1973–74 Greek Cup

Tournament details
- Country: Greece
- Teams: 79

Final positions
- Champions: PAOK (2nd title)
- Runners-up: Olympiacos

Tournament statistics
- Matches played: 72
- Goals scored: 199 (2.76 per match)
- Top goal scorer(s): Yves Triantafyllos (7 goals)

= 1973–74 Greek Football Cup =

The 1973–74 Greek Football Cup was the 32nd edition of the Greek Football Cup. The competition culminated with the Greek Cup Final, held at AEK Stadium on 16 June 1974. The match was contested by PAOK and Olympiacos, with PAOK winning by 4–3 on penalty shoot-out, after a 2–2 draw between the two teams.

==Calendar==

| Round | Date(s) | Fixtures | Clubs | New entries |
|---|---|---|---|---|
| Qualifying Round | 9 September 1973 | 13 | 79 → 65 | 28 |
| Additional Round | 1973 | 1 | 65 → 64 | 1 |
| First Round | 26 December 1973 | 28 | 64 → 32 | 50 |
| Round of 32 | 23 January 1974 | 15 | 32 → 16 | none |
| Round of 16 | 24 February 1974 | 8 | 16 → 8 | none |
| Quarter-finals | 10 April 1974 | 4 | 8 → 4 | none |
| Semi-finals | 8 May 1974 | 2 | 4 → 2 | none |
| Final | 16 June 1974 | 1 | 2 → 1 | none |

==Qualifying round==

28 clubs from Beta Ethniki entered the qualification round.

^{*}The match ended 4–2 for Nestos Chrysoupoli, but it was awarded to Pandramaikos.

| Team 1 | Score | Team 2 |
|---|---|---|
| Panetolikos | 4–1 | Anagennisi Arta |
| Ikaros Nea Smyrni | 1–1 (5–3 p) | Panaspropyrgiakos |
| Korinthos | 0–2 | Panelefsiniakos |
| Panarkadikos | 1–0 | Panegialios |
| Koropi | 0–0 (3–4 p) | Aias Salamina |
| Vyzas Megara | 2–1 | Argonaftis |
| Rodos | 1–0 | Foivos Kremasti |
| Ionikos | 1–1 (2–4 p) | Acharnaikos |
| Proodeftiki | 1–0 | Kallithea |
| Achilleas Farsala | 2–1 | Anagennisi Giannitsa |
| Nestos Chrysoupoli | 0–2 (w/o)^{*} | Pandramaikos |
| Edessaikos | 2–1 | Almopos Aridea |
| Makedonikos | 1–1 (3–5 p) | Foinikas Polichni |
| Niki Polygyros | 0–5 | Moudania |

==Additional round==

| Team 1 | Score | Team 2 |
|---|---|---|
| Pandramaikos | 1–0 | Ethnikos Alexandroupoli |

==Knockout phase==
In the knockout phase, teams play against each other over a single match. If the match ends up as a draw, extra time will be played. If a winner doesn't occur after the extra time the winner emerges by penalty shoot-out.

- [Data supplied]:

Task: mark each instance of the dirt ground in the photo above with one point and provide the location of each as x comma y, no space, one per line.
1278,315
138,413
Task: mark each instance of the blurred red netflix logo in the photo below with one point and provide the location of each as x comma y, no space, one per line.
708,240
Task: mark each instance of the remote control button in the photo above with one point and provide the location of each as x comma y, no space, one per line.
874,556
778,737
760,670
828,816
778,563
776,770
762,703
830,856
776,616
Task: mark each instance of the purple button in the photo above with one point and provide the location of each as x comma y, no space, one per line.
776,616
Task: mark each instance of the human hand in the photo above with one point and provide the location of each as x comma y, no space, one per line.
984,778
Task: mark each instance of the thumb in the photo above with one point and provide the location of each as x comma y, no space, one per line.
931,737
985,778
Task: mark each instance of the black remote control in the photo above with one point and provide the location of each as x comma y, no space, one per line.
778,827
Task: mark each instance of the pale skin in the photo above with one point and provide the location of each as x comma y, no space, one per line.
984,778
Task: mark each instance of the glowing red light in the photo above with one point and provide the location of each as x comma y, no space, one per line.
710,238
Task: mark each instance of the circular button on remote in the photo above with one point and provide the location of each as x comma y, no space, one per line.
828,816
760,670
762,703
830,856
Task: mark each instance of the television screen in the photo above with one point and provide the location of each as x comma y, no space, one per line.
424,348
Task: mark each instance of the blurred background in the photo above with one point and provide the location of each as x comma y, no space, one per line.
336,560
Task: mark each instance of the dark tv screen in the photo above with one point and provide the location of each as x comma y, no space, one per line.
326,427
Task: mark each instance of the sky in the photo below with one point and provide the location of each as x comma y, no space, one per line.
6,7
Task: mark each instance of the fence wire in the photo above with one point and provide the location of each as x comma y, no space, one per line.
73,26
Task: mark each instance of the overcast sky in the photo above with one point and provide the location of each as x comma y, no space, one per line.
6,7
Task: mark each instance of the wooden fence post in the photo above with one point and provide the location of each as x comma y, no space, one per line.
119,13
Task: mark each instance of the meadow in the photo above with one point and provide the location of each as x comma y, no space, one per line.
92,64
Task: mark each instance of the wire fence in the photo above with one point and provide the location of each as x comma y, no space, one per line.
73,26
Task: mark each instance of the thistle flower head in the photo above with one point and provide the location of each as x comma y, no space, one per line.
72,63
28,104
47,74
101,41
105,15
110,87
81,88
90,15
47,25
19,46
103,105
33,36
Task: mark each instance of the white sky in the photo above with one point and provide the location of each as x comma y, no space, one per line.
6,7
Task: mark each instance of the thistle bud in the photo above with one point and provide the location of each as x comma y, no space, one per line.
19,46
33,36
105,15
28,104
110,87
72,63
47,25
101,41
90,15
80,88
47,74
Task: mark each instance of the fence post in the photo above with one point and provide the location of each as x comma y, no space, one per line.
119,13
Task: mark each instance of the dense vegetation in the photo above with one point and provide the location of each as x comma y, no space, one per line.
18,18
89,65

- [Written problem]: Set down, word for word, the stretch of the 1973–74 Greek Cup article above from "- Top goal scorer(s): Yves" through "the two teams.".

- [Full output]:
- Top goal scorer(s): Yves Triantafyllos (7 goals)

= 1973–74 Greek Football Cup =

The 1973–74 Greek Football Cup was the 32nd edition of the Greek Football Cup. The competition culminated with the Greek Cup Final, held at AEK Stadium on 16 June 1974. The match was contested by PAOK and Olympiacos, with PAOK winning by 4–3 on penalty shoot-out, after a 2–2 draw between the two teams.